Records supplied:
*-*-*

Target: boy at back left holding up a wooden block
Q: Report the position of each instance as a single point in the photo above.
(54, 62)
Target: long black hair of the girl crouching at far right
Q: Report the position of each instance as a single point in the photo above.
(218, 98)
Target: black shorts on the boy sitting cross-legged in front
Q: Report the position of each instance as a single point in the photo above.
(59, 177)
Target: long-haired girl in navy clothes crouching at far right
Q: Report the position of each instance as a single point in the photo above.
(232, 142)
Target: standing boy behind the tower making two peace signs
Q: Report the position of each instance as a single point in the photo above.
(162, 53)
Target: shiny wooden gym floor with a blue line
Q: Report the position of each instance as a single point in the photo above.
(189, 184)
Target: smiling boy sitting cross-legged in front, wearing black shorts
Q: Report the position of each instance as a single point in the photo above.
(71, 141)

*-*-*

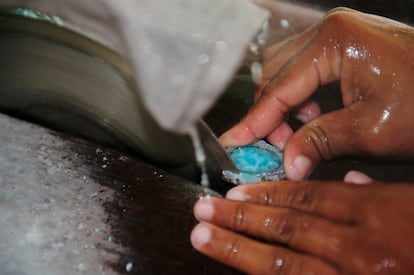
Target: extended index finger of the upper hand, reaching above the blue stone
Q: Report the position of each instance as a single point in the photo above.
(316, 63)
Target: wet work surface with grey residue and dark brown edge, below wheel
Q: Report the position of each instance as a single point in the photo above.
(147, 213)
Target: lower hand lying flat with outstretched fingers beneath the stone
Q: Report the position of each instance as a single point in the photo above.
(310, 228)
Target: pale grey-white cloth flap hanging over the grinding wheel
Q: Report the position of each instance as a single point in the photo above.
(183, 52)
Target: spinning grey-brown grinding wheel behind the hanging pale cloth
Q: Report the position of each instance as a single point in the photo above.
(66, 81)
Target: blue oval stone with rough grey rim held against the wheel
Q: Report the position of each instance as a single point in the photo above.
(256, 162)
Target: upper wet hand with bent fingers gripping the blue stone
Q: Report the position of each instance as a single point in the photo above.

*-*-*

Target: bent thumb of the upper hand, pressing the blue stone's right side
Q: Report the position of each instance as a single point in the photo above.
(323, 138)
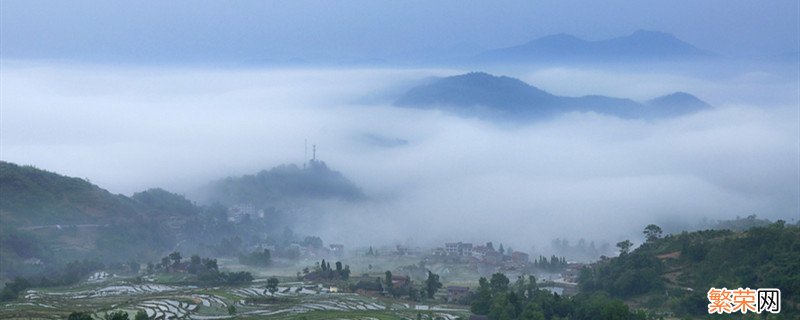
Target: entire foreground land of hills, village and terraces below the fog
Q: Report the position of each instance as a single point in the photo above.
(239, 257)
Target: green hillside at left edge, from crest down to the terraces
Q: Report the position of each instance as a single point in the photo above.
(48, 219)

*-*-*

Exercise requirements: The output should be exactly the lines above from the line containing "Target: boy at" to the line containing "Target: black shorts", inclusive, with no other lines.

Worked solution:
Target: boy at back left holding up a wooden block
Q: Report the position of each instance as a single point in the photo above.
(54, 62)
Target: long black hair of the girl crouching at far right
Q: Report the position of each instance as a single point in the photo above.
(218, 98)
Target: black shorts on the boy sitting cross-legged in front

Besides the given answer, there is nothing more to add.